**Tasks to perform**.
1 > In the passage on The Poe Clan below, rewrite the paragraph beginning "In 2021, Shūichirō Koike directed" as a short bulleted list that keeps its main facts.
2 > According to the passage on The Poe Clan below, in which Osaka theater did the 2021 revival open?
3 > Carry on the passage on The Poe Clan below, starting after its final sentence.

**Extract to read**.
━━━━━━━━━━━━━━━━

In 2021, Shūichirō Koike directed a revival of Musical Gothic: The Poe Clan, this time with a cast composed of both men and women. Rio Asumi returned to reprise her role as Edgar Portsnell in her first musical performance since she left the Takarazuka Revue. New cast members included Airi Kisaki as Marybelle Portsnell, Yudai Chiba as Alan Twilight, and Nene Yumesaki as Baroness Sheila Portsnell, among others. The musical ran at the Umeda Arts Theater in Osaka from January 11 to January 26, 2021; then at the Tokyo International Forum from February 3 to February 17, 2021; and finally, at the Misono-za in Nagoya from February 23 to February 28, 2021. Several performances were streamed online as pay-per-view events on February 7, February 13, and February 28, 2021. The musical's final performance was broadcast live to movie theaters in Japan, Hong Kong, and Taiwan; it was also streamed online in Hong Kong and Taiwan. A filmed performance was released on DVD in Japan on July 9, 2021.

==Reception and legacy==
===Critical response===
Reviewing The Poe Clan for The Comics Journal, Helen Chazan writes that while the series is "not so consistent and refined as in [Hagio's] later comics," she praises its narrative that gradually "grows from a low-stakes short story into a complex serial" and "that in the hands of a less talented writer would be forgettable genre fare." Shaenon K. Garrity concurs in Otaku USA that while early chapters of The Poe Clan are "uneven and sometimes hard to follow," she praises the series' "mastery of composition, emotion, and visual storytelling," describing it as a "classic of modern Gothic horror." Rebecca Silverman similarly praises the artwork and story of the series in her review for Anime News Network, comparing it to My Platonic Sweetheart by Mark Twain and the Japanese concept of mono no aware.

━━━━━━━━━━━━━━━━

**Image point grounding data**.
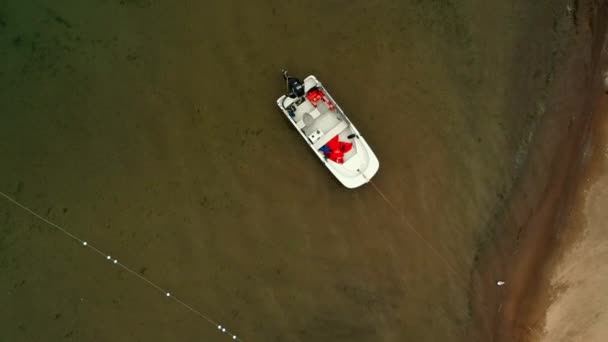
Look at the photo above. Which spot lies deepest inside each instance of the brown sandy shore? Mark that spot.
(149, 128)
(543, 221)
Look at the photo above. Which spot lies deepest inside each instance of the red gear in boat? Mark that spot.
(316, 95)
(338, 149)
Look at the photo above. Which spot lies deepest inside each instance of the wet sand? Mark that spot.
(543, 221)
(149, 128)
(577, 311)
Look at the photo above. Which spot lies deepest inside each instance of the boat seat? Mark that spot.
(327, 136)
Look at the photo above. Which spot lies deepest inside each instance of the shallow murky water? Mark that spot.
(149, 128)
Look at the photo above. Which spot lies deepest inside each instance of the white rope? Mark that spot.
(115, 261)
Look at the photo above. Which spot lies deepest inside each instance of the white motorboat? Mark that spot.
(328, 131)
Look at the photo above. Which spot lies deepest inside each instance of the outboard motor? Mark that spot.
(295, 87)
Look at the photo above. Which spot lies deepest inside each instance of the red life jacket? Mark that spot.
(338, 149)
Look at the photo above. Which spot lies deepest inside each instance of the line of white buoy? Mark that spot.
(114, 261)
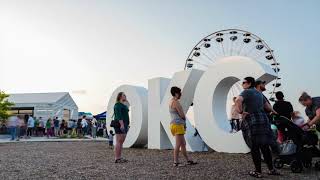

━━━━━━━━━━━━━━━━

**Responses**.
1 >
- In 2021, Shūichirō Koike directed a revival of Musical Gothic: The Poe Clan with a mixed-gender cast.
- Rio Asumi returned as Edgar Portsnell in her first musical since leaving the Takarazuka Revue.
- New cast members included Airi Kisaki (Marybelle Portsnell), Yudai Chiba (Alan Twilight) and Nene Yumesaki (Baroness Sheila Portsnell).
- Runs: Umeda Arts Theater, Osaka (January 11–26); Tokyo International Forum (February 3–17); Misono-za, Nagoya (February 23–28).
- Pay-per-view streams ran on February 7, 13 and 28.
- The final performance was broadcast live to movie theaters in Japan, Hong Kong and Taiwan and streamed online in Hong Kong and Taiwan.
- A filmed performance came out on DVD in Japan on July 9, 2021.

2 > The Umeda Arts Theater.

3 >
===Sales and accolades===
By 2016, collected editions of The Poe Clan have collectively sold 3.5 million copies. The series won the 21st Shogakukan Manga Award in 1975, alongside Hagio's They Were Eleven and Golgo 13 by Saito Takao. Haru no Yume ranked second on the top 20 list of manga for female readers in the 2018 edition of Takarajimasha's Kono Manga ga Sugoi! guidebook, while Unicorn ranked sixth on the same list in the 2020 edition of the guidebook. Unicorn also ranked nineteenth on the 2019 "Book of the Year" list in Kadokawa Media Factory's Da Vinci magazine. In 2019, The Poe Clan was featured in the manga exhibition at the British Museum in London; the museum called the series "representative [of shōjo manga] of the period". In 2020, the English-language translation of The Poe Clan was nominated for the Eisner Award for Best U.S. Edition of International Material—Asia and the Harvey Award for Best Manga. In 2021, TV Asahi announced the results of a poll ranking the top 100 manga of all time, decided by 150,000 voters across Japan; The Poe Clan ranked 34th on the list.

===Impact===
Along with The Rose of Versailles by Riyoko Ikeda, The Poe Clan was among the first works of shōjo manga to be lauded and regarded seriously by manga critics. Shōjo manga was typically perceived as frivolous and of low quality, an attitude that changed as a result of works by the Year 24 Group, a grouping of female shōjo artists who emerged in the 1970s of which Hagio was a prominent member. The series particularly influenced vampire literature as one of the earliest works to depict vampires as romantic and tragic rather than predatory, and the shōnen-ai (male-male romance) genre in its rendering of the ambiguously homoerotic relationship between Edgar and Alan. Its critical and commercial success attracted the attention of a male readership that did not typically read shōjo manga, notably by science fiction writers Baku Yumemakura and Azusa Noa, whose works are influenced by The Poe Clan through their rendering of homoeroticism and bishōnen.